Document section:
INTRODUCTION
Understanding the processes influencing the distribution and abundance of organisms and their adaptations is a prime goal in ecology (Krebs, 1994). Although a community approach has been applied to primates for some time, most of the comparisons have been regionally restricted (Charles-Dominique, 1977; Struhsaker & Leland, 1979; Gautier-Hion, 1980; MacKinnon & MacKinnon, 1980; Mittermeier & van Roosmalen, 1981; Terborgh, 1983; Ganzhorn, 1989). A more global perspective of primate ecology was initiated in the 1980s with intercontinental comparisons of whole primate communities (Bourlière, 1985; Terborgh & van Schaik, 1987; Reed & Fleagle, 1995; Fleagle & Reed, 1996; Wright, 1997) and comparisons of primate and other mammalian radiations (Smith & Ganzhorn, 1996; Wright, 1996; Emmons, chapter 10, this volume).
In 1996, Fleagle and Reed used multivariate techniques to quantify and visualize a ten-dimensional niche space of primate species from eight different communities. The niche dimensions were based on body mass, activity cycle, locomotion and diet. According to this analysis, primate communities in the Old World show similar ecological diversity and occupy similar space in the ten-dimensional hypervolume, while the neotropical primate communities show lower overall diversity than the communities on other continents. Thus, the ecological space filled by primates in the neotropics is smaller than in other regions due to the lack of folivores, the lack of species with very large body mass, and the lack of a diverse set of nocturnal species among New World primates (Terborgh & van Schaik, 1987; Kappeler & Heymann, 1996; Wright, 1997).

Work order:
Name every trait that, according to the introduction above, the niche dimensions in Fleagle and Reed's 1996 analysis were based on.

Data section:
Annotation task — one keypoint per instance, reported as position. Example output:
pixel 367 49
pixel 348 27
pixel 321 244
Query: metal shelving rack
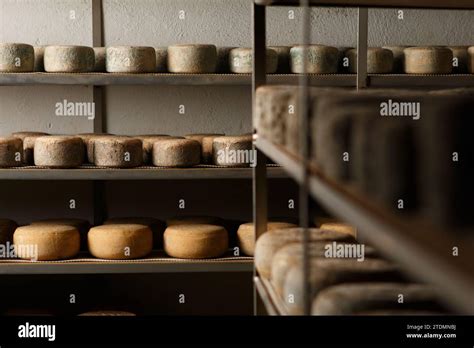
pixel 425 256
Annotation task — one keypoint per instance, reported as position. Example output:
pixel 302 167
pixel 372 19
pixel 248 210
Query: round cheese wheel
pixel 99 61
pixel 223 59
pixel 16 57
pixel 283 53
pixel 205 139
pixel 379 60
pixel 117 152
pixel 326 272
pixel 269 243
pixel 241 61
pixel 196 241
pixel 352 299
pixel 59 151
pixel 161 54
pixel 69 59
pixel 157 226
pixel 233 151
pixel 53 242
pixel 246 234
pixel 176 153
pixel 11 152
pixel 81 225
pixel 192 59
pixel 120 241
pixel 130 59
pixel 428 60
pixel 319 59
pixel 7 227
pixel 39 58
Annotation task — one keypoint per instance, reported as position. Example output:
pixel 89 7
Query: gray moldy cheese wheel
pixel 130 59
pixel 428 60
pixel 233 151
pixel 192 59
pixel 7 227
pixel 53 242
pixel 59 151
pixel 319 59
pixel 16 57
pixel 460 59
pixel 157 226
pixel 197 241
pixel 99 60
pixel 223 59
pixel 283 53
pixel 179 153
pixel 161 62
pixel 352 299
pixel 11 152
pixel 241 61
pixel 69 59
pixel 379 60
pixel 120 241
pixel 269 243
pixel 246 234
pixel 326 272
pixel 398 58
pixel 117 152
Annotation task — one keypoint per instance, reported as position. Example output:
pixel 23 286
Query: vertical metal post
pixel 362 35
pixel 259 189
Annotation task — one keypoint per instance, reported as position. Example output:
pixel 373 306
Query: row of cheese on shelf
pixel 195 59
pixel 129 238
pixel 345 277
pixel 112 151
pixel 411 150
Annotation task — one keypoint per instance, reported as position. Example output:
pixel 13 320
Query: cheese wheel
pixel 99 61
pixel 7 227
pixel 460 59
pixel 283 53
pixel 205 139
pixel 241 61
pixel 59 151
pixel 196 241
pixel 39 58
pixel 319 59
pixel 16 57
pixel 246 234
pixel 398 58
pixel 53 242
pixel 120 241
pixel 176 153
pixel 81 225
pixel 11 152
pixel 117 152
pixel 192 59
pixel 157 226
pixel 352 299
pixel 269 243
pixel 379 60
pixel 161 55
pixel 428 60
pixel 69 59
pixel 233 151
pixel 130 59
pixel 328 272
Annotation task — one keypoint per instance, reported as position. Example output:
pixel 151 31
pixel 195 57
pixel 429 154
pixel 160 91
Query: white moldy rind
pixel 130 59
pixel 192 59
pixel 16 57
pixel 69 59
pixel 241 61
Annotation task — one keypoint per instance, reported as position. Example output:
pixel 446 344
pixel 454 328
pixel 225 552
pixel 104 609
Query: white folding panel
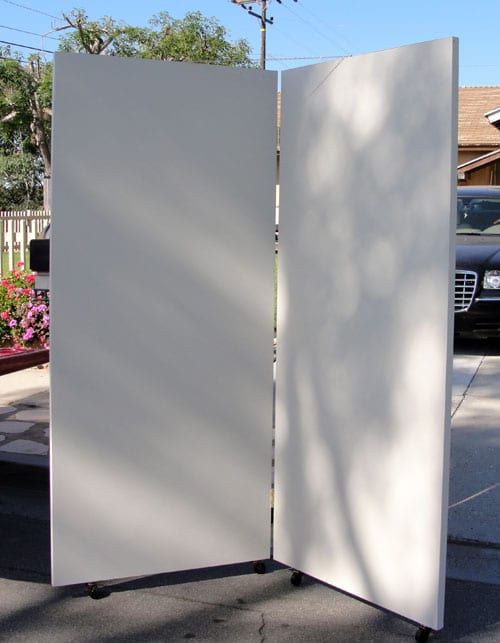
pixel 368 167
pixel 162 316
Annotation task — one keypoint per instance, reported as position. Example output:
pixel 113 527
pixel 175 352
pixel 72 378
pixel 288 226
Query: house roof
pixel 474 128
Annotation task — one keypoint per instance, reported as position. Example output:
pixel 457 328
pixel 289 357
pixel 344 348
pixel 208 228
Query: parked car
pixel 477 275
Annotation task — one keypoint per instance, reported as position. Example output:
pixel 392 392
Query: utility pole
pixel 264 21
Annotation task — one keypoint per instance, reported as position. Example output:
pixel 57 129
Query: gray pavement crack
pixel 468 386
pixel 197 601
pixel 261 628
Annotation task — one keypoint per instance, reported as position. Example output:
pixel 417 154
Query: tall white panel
pixel 368 167
pixel 162 316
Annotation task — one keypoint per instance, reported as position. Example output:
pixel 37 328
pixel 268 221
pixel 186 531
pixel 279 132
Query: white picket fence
pixel 17 229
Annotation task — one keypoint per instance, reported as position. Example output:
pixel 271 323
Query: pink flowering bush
pixel 24 314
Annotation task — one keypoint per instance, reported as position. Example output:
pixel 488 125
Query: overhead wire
pixel 305 8
pixel 313 26
pixel 23 6
pixel 16 44
pixel 30 33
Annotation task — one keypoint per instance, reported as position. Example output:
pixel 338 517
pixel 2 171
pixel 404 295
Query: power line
pixel 300 57
pixel 313 26
pixel 320 20
pixel 22 6
pixel 16 44
pixel 16 60
pixel 31 33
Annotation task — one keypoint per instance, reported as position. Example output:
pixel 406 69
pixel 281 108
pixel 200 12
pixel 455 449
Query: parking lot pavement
pixel 231 604
pixel 220 604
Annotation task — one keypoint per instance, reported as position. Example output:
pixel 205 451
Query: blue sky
pixel 303 31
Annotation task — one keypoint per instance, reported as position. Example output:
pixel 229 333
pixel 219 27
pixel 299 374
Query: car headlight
pixel 492 279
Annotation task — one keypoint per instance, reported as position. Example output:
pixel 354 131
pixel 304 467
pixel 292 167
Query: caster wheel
pixel 95 592
pixel 259 567
pixel 422 634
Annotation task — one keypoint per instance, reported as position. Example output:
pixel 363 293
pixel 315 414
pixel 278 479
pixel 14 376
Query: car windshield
pixel 478 215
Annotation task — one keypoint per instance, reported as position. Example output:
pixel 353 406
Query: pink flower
pixel 28 334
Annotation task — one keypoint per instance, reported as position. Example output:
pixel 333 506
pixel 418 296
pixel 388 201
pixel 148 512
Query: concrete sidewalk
pixel 24 416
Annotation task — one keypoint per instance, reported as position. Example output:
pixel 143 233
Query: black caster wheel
pixel 95 592
pixel 259 567
pixel 422 634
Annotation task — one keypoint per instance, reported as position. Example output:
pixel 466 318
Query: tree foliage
pixel 25 110
pixel 194 38
pixel 26 87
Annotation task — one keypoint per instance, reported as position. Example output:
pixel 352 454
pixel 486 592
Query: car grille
pixel 465 287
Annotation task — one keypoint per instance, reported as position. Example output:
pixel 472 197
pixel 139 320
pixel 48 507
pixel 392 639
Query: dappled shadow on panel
pixel 363 326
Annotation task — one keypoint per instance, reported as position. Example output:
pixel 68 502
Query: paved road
pixel 232 604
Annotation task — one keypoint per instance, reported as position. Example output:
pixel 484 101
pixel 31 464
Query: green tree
pixel 194 38
pixel 25 111
pixel 26 87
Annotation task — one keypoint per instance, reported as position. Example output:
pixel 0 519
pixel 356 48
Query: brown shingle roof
pixel 474 129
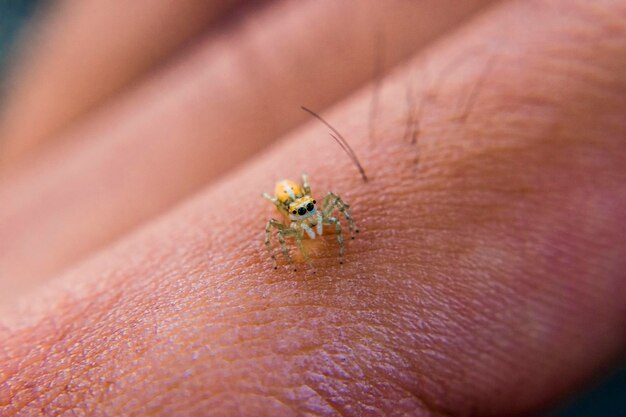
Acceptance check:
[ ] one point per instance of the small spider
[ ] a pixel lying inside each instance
(296, 203)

Expected answer:
Body mass, activity cycle, locomotion, and diet.